- TEXT BLOCK
We will use reasonable endeavours to notify you if the Goods cannot be delivered within this period. Subject to grid approval, once approved you will be installed within two weeks.

8.4 If you:

  1. receive notification from us under clause 8.3; or
  2. Otherwise become aware that the Goods cannot be delivered within the 120 day period in clause 8.3, you may terminate this Agreement by notice in writing to us (given, in respect of paragraph (a), within 5 Business Days after you receive our notice) but only if we have not commenced installing the Goods. If you elect to terminate this Agreement under this clause 8.4, any amounts you have paid as at the date of termination will be dealt with in accordance with clause 16.6.

 

  1. Price and payment

9.1 You must pay us:

  1. the Deposit on the date 10 business after signing greement execute the Contract to Purchase;
  2. the Balance on the date we install the Goods at the Premises; and
  3. the Switchboard Upgrade fee on the date we perform the Switchboard Upgrade at the Premises,
  4. (Together, the Purchase Price).

9.2 We may use the Deposit to procure the Goods from our suppliers.

9.3 We may increase the Purchase Price by notice to you in accordance with clause 7.4(a), 7.7, 10.2, or 11.3.

9.4 Furthermore, we may increase the Purchase Price by notice to you in response to regulatory changes prior to installation of the Goods. If we increase the Purchase Price under this clause 9.4 you may, at your option, accept the new Purchase Price, in which case this Agreement will continue, or terminate this Agreement. If you elect to terminate this Agreement under this clause 9.4, any amounts you have paid as at the date of termination will be dealt with in accordance with clause 16.6.

9.5 You may make a payment under this Agreement by bank cheque, money order, cash, debit card, credit card or direct deposit. The date you are taken to have made the payment for the purposes of this Agreement will be the date we receive the amount of the payment as cleared funds in our account.

9.6 Payment by credit card will attract a fee equal to 1.5% of the transaction amount.

9.7 If your debit card or credit card is declined by your financial institution, you must pay us the amount of any charges incurred by us as a result of your card being declined or your cheque not being honoured.

9.8 If you do not pay any amount by the due date under this Agreement:

  1. interest will accrue at the rate of 12% on that amount calculated daily from (and including) the date on which the amount becomes due and payable to the date the amount is paid in full; and
  2. at our request, you must pay us the amount of any reasonable costs incurred by us in pursuing payment of the unpaid amount (such as the costs of debt collectors retained by us).

- EXERCISE
Carry on the agreement clauses on delivery, price and payment from the last sentence given. The rows play no part here.

- EXTRACTED MATERIAL
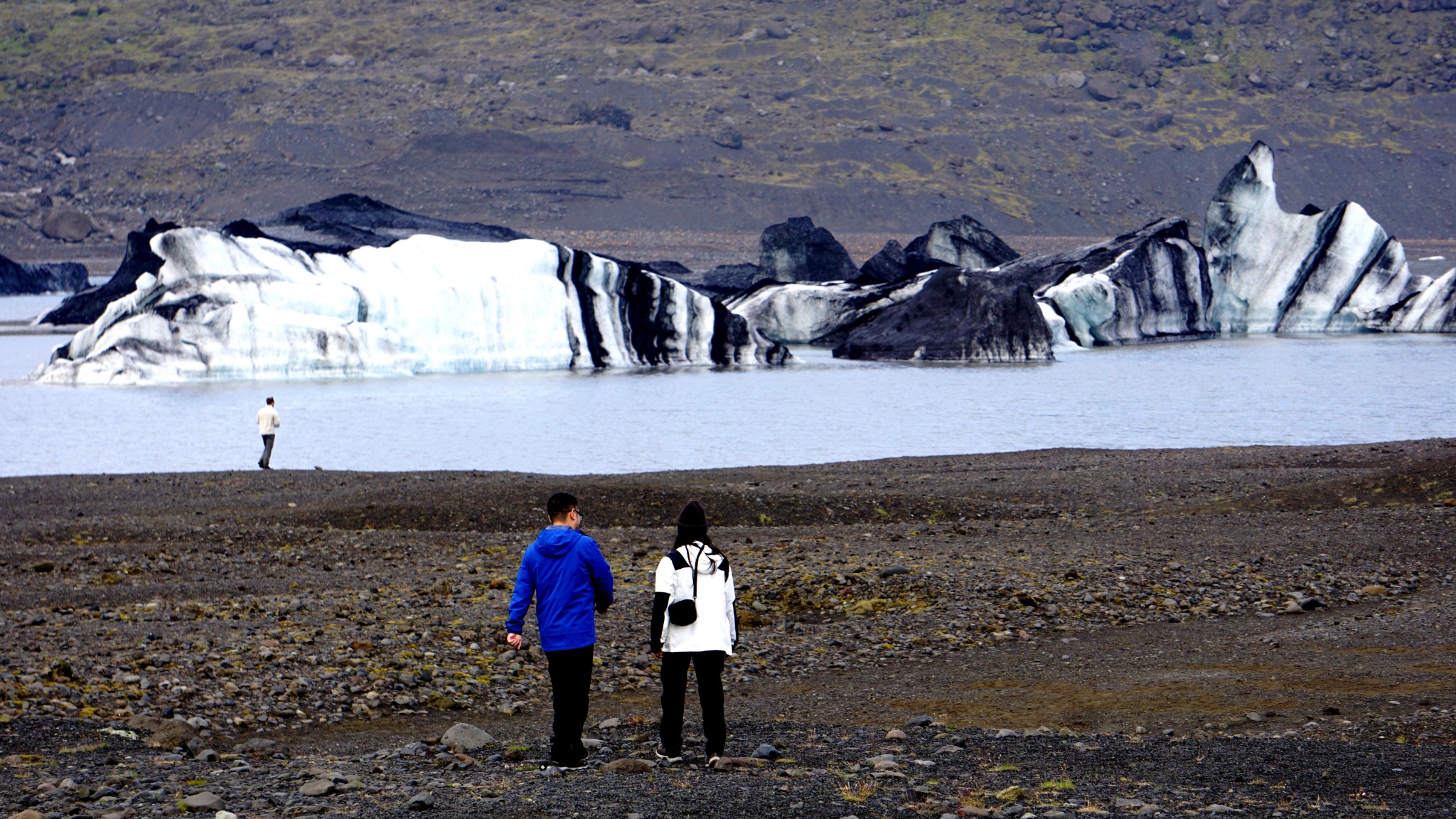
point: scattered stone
(737, 763)
(171, 734)
(729, 137)
(628, 766)
(205, 801)
(261, 748)
(464, 737)
(1104, 90)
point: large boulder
(464, 737)
(960, 242)
(958, 315)
(1296, 272)
(68, 225)
(890, 264)
(18, 279)
(800, 251)
(87, 305)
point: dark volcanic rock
(961, 242)
(957, 316)
(889, 264)
(798, 251)
(68, 225)
(18, 279)
(87, 305)
(346, 222)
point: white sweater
(715, 628)
(268, 422)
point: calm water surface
(1288, 391)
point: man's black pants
(710, 666)
(569, 688)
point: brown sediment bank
(1130, 602)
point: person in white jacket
(268, 424)
(693, 623)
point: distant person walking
(268, 424)
(693, 623)
(567, 574)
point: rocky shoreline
(1263, 628)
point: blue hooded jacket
(567, 574)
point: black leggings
(710, 666)
(569, 688)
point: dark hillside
(1040, 117)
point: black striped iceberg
(222, 306)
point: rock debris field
(1261, 631)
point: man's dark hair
(560, 505)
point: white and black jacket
(717, 624)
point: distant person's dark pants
(569, 687)
(710, 666)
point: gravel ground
(1264, 628)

- WRITTEN RESPONSE
 

  1. Additional installation costs

 

10.1 You acknowledge that we have relied upon information provided by you concerning the nature of the Premises in calculating the Purchase Price.

10.2 If, upon conducting a site inspection or entering the Premises to install and/or commission the Goods, we identify additional costs involved in installing and/or commissioning the Goods (Additional Installation Costs), we may increase the Purchase Price by the amount of those Additional Installation Costs by notice to you and acceptance by you.

10.3 If we notify you under clause 10.2, you may terminate this Agreement by notice in writing to us within 5 Business Days unless you have accepted the increase in the Purchase Price during that period. If you terminate this Agreement under this clause 10.3:

  1. In circumstances where we would have discovered that Additional Installation Costs would apply to the installation of the Goods at the Premises had you provided accurate and/or complete information, any amounts you have paid as at the date of termination will be dealt with in accordance with clause 16.5; or
  2. in circumstances where you could reasonably have been expected to identify that the Additional Installation Costs would apply to the installation of the Goods at the Premises, any amounts you have paid as at the date of termination will be dealt with in accordance with clause 16.5; or
  3. in circumstances where you could not have been reasonably expected to identify that the Additional Installation Costs would apply to the installation of the Goods at the Premises, any amounts you have paid as at the date of termination will be dealt with in accordance with clause 16.6.

10.4 Should you decide to pay the Additional Installation Costs and keep this Agreement on foot, you must pay us the Additional Installation Costs on the date we install the Goods at the Premises.

 

  1. Solar Credits Discount

 

11.1 You acknowledge that in calculating the Purchase Price we have deducted an amount (Solar Credits Discount) on the basis that:

  1. you will be entitled to create STCs in relation to the installation of the Goods at the Premises and to receive Government Rebates;
  2. the number of STCs that may be created in relation to the installation of the Goods at the Premises will be multiplied by the multiplier for certificates for Small Generation Units specified in regulation 20AA of the Renewable Energy (Electricity) Regulations 2001(Cth) for the relevant period; and
  3. you will assign your rights to create STCs and to receive Government Rebates to us.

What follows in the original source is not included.